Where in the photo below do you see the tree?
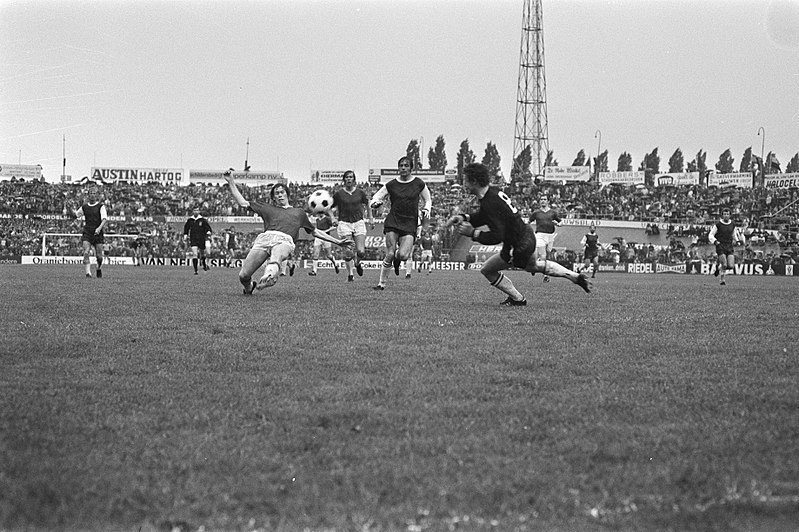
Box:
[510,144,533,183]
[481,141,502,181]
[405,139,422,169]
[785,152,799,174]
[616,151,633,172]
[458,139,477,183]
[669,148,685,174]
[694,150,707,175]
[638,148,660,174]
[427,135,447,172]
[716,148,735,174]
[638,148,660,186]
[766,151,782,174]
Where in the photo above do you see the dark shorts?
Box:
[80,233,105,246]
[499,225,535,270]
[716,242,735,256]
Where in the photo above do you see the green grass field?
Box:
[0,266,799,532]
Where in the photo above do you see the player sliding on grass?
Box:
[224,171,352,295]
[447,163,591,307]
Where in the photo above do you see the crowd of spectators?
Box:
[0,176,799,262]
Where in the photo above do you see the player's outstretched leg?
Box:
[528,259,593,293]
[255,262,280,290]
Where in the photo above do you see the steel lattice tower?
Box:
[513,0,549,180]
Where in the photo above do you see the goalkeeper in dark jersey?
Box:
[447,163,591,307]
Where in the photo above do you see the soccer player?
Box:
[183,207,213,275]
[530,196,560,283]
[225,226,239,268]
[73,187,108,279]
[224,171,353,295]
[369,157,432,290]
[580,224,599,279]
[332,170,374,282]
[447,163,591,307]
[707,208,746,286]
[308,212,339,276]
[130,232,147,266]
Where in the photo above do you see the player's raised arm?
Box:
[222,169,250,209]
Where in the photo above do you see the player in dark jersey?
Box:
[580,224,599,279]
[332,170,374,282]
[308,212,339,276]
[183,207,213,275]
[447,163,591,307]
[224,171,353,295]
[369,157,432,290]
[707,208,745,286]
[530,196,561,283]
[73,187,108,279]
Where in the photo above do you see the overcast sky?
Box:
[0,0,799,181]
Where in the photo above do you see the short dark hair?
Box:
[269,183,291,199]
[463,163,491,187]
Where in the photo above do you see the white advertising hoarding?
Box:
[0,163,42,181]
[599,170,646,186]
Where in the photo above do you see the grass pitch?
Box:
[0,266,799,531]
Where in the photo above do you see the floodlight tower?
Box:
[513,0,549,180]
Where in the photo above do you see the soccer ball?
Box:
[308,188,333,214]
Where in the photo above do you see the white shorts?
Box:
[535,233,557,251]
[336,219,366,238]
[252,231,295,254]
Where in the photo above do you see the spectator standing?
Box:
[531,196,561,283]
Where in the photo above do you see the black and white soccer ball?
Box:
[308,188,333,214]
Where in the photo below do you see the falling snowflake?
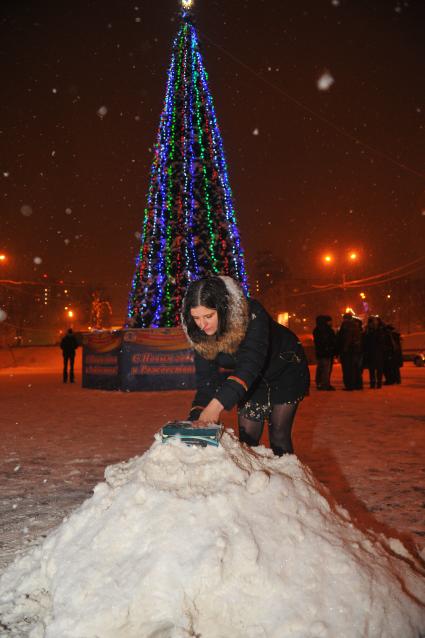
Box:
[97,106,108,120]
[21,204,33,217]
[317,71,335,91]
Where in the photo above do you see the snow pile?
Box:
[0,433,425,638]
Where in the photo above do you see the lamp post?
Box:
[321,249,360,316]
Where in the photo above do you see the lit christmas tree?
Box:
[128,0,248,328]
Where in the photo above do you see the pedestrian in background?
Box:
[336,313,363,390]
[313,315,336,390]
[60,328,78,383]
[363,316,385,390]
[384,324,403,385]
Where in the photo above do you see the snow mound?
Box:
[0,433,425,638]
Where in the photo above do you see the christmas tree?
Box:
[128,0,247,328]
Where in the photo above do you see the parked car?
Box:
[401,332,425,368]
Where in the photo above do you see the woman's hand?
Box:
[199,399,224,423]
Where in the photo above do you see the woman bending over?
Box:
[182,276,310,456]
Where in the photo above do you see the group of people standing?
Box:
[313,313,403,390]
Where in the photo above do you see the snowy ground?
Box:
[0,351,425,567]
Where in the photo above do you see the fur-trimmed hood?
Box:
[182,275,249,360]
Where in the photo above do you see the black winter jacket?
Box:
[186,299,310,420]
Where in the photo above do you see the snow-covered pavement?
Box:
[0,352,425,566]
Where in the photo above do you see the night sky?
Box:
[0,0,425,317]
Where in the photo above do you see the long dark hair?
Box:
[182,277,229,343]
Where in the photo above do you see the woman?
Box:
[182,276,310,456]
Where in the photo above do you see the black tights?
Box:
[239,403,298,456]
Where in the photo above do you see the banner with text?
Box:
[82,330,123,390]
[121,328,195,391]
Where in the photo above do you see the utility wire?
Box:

————

■ The task ■
Copy all the items above, swapping every "Box" for "Location" and changing nothing else. Leave the pictures out of your copy.

■ Problem solution ■
Where in the photo below do you see the tree?
Location:
[510,144,533,183]
[481,141,502,181]
[405,139,422,169]
[785,152,799,174]
[616,151,633,172]
[458,139,477,183]
[669,148,685,174]
[694,150,707,175]
[638,148,660,174]
[427,135,447,172]
[716,148,735,174]
[638,148,660,186]
[766,151,782,174]
Where in the photo above do you see the dark shorts?
Location:
[80,233,105,246]
[499,225,535,270]
[716,242,735,256]
Where in the photo above do you see the green grass field?
Location:
[0,266,799,532]
Where in the photo above do you see the player sliding on grass?
Location:
[224,171,352,295]
[447,163,591,307]
Where in the photo above do you see the crowd of spectators?
Location:
[0,176,799,262]
Where in the photo above do you see the player's outstretched leg?
Location:
[528,259,593,293]
[255,262,280,290]
Where in the photo above do you see the steel lattice tower?
Location:
[513,0,549,180]
Where in the photo above do you see the goalkeeper in dark jersey?
Location:
[447,163,591,307]
Where in the photo above do you see the soccer player?
Location:
[183,207,213,275]
[530,196,560,283]
[225,226,239,268]
[73,187,108,279]
[224,171,353,295]
[369,157,432,290]
[580,224,599,279]
[332,170,374,282]
[447,163,591,307]
[707,208,746,286]
[308,212,339,276]
[130,232,147,266]
Where in the photo above do you see the player's raised arm?
Location:
[222,169,250,209]
Where in the photo above do you see the player in dark jersey?
Location:
[580,224,599,279]
[332,170,374,282]
[308,212,339,276]
[183,207,213,275]
[447,163,591,307]
[224,171,353,295]
[369,157,432,290]
[707,208,745,286]
[530,196,561,283]
[73,187,108,279]
Where in the photo above do you see the overcast sky?
Location:
[0,0,799,181]
Where in the photo above do you see the short dark hair?
Location:
[269,183,291,199]
[463,163,491,187]
Where in the photo above do you see the white advertising hoarding?
Location:
[0,163,42,181]
[599,170,646,186]
Where in the photo above do you see the grass pitch?
Location:
[0,266,799,531]
Where in the photo above do you see the floodlight tower?
Location:
[513,0,549,180]
Where in the photo above do you see the soccer ball?
Location:
[308,188,333,214]
Where in the photo above do you see the white shorts?
Location:
[535,233,557,251]
[336,219,366,238]
[252,231,295,254]
Where in the photo above do you see the spectator standing?
Location:
[531,196,561,283]
Where in the photo above do you see the black and white soccer ball?
Location:
[308,188,333,214]
Where in the photo below do you see the falling snowflake?
Location:
[97,106,108,120]
[21,204,33,217]
[317,71,335,91]
Where in the photo above do you see the snow pile?
Location:
[0,433,425,638]
Where in the photo above do you see the lamp post?
Location:
[321,249,360,316]
Where in the photo above do you see the lit christmas tree?
Location:
[128,0,248,328]
Where in the photo above do you see the pedestrian in background?
Location:
[336,313,363,390]
[313,315,336,390]
[60,328,78,383]
[363,316,385,390]
[384,324,403,385]
Where in the photo above do you see the snow mound?
Location:
[0,433,425,638]
Where in the photo above do you see the christmas tree?
Location:
[128,0,247,328]
Where in the photo above do you see the parked car?
Location:
[401,332,425,368]
Where in the photo above do you see the woman's hand?
Location:
[199,399,224,423]
Where in the photo above do you see the woman bending over?
Location:
[182,276,310,456]
Where in the photo above do you see the group of people standing?
Location:
[313,313,403,390]
Where in the photo above do you see the snowy ground?
Location:
[0,351,425,567]
Where in the photo above do you see the fur-trimmed hood?
Location:
[182,275,249,360]
Where in the photo above do you see the black winter jacket?
Location:
[186,299,310,420]
Where in the photo above do you see the snow-covered pavement?
Location:
[0,352,425,566]
Where in the photo above do you see the night sky?
Location:
[0,0,425,317]
Where in the photo above do you see the long dark hair?
Location:
[182,277,229,343]
Where in the photo above do you see the woman?
Location:
[182,276,310,456]
Where in the photo above do you see the black tights?
Location:
[239,403,298,456]
Where in the photo above do you see the banner with text?
Location:
[82,330,123,390]
[121,328,195,391]
Where in the photo above do you see the utility wire?
Location:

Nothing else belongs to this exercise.